:: DOCUMENT SECTION ::

Spirulina and Reactive Nitrogen Species: Peroxynitrite, iNOS, and Nitrosative Stress

NO Synthesis: Three NOS Isoforms

Nitric oxide synthases (NOS1/nNOS, NOS2/iNOS, NOS3/eNOS) convert L-arginine plus O2 to NO plus L-citrulline using NADPH, FAD, FMN, BH4, CaM, and haem. NOS3 (endothelial) and NOS1 (neuronal) are constitutively expressed and Ca2+/CaM-activated, producing low physiological NO for vasodilation and neurotransmission. NOS2 (inducible) is transcriptionally induced by NF-kB and IRF-1 in macrophages, epithelial cells, and hepatocytes in response to LPS, IL-1beta, IFN-gamma, and TNF-alpha, producing high-output NO (>1 micromol/L) for cytotoxic pathogen killing, but also bystander tissue damage.

Peroxynitrite Formation and Targets

When high-output iNOS-derived NO meets O2 radical generated by NADPH oxidase or mitochondria, peroxynitrite (ONOO-) forms at near diffusion-limited rates (k approximately 10^10 per M per s). ONOO- is a potent oxidant that: (1) nitrates tyrosine residues (3-nitrotyrosine) on proteins including prostacyclin synthase (Tyr430), Mn-SOD2 (Tyr34, inactivating it), and alpha-synuclein; (2) oxidises BH4, uncoupling eNOS to produce more O2 radical (vicious cycle); (3) nitrosates/nitrates mitochondrial DNA; (4) activates PARP-1 (via DNA strand breaks), depleting NAD+.

:::
:: RECORDS PROVIDED ::

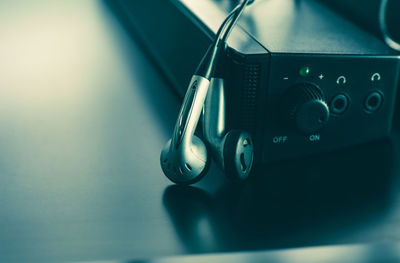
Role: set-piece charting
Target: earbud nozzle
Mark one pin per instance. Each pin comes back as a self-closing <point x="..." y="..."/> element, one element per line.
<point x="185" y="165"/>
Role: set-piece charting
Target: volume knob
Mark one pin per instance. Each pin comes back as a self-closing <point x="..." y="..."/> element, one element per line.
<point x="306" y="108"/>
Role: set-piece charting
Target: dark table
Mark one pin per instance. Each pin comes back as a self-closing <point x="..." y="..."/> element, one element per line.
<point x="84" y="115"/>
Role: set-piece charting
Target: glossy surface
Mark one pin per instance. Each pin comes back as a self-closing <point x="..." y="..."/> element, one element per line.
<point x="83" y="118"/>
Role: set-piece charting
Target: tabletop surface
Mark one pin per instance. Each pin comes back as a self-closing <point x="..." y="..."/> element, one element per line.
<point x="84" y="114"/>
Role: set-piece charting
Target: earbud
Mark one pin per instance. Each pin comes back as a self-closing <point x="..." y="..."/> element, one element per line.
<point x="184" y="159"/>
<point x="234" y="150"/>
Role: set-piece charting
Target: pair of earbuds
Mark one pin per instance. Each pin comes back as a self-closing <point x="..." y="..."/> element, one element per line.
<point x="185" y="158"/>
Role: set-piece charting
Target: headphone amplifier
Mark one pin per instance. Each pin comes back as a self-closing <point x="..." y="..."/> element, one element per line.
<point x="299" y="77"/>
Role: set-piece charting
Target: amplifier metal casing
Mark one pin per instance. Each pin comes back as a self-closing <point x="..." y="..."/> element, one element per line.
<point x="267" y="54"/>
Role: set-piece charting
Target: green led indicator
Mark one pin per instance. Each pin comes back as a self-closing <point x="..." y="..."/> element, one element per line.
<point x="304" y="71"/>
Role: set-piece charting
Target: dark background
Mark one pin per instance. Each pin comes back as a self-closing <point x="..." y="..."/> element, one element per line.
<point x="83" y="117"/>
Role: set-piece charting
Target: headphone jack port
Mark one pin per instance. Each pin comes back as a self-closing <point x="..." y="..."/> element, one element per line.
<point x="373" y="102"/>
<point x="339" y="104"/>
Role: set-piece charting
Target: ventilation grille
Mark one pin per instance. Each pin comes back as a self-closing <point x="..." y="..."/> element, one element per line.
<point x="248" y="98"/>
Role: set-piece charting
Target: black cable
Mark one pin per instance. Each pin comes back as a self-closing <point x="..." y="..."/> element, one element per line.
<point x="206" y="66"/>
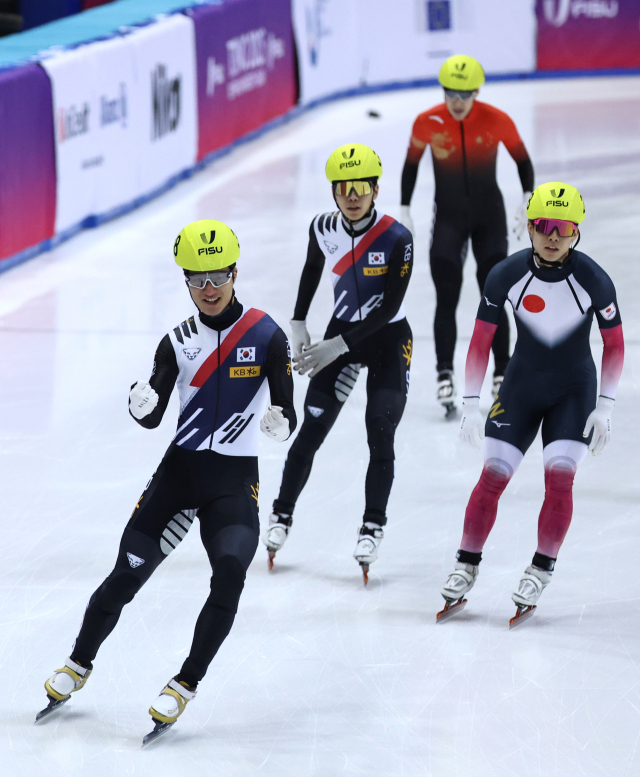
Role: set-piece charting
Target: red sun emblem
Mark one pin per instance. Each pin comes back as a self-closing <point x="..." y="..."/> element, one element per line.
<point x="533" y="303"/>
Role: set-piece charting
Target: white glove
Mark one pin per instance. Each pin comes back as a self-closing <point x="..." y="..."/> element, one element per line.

:::

### REQUIREMENT
In the text on reactive nitrogen species, which tyrosine residue of Mn-SOD2 does peroxynitrite nitrate?

### ANSWER SPACE
Tyr34, which inactivates the enzyme.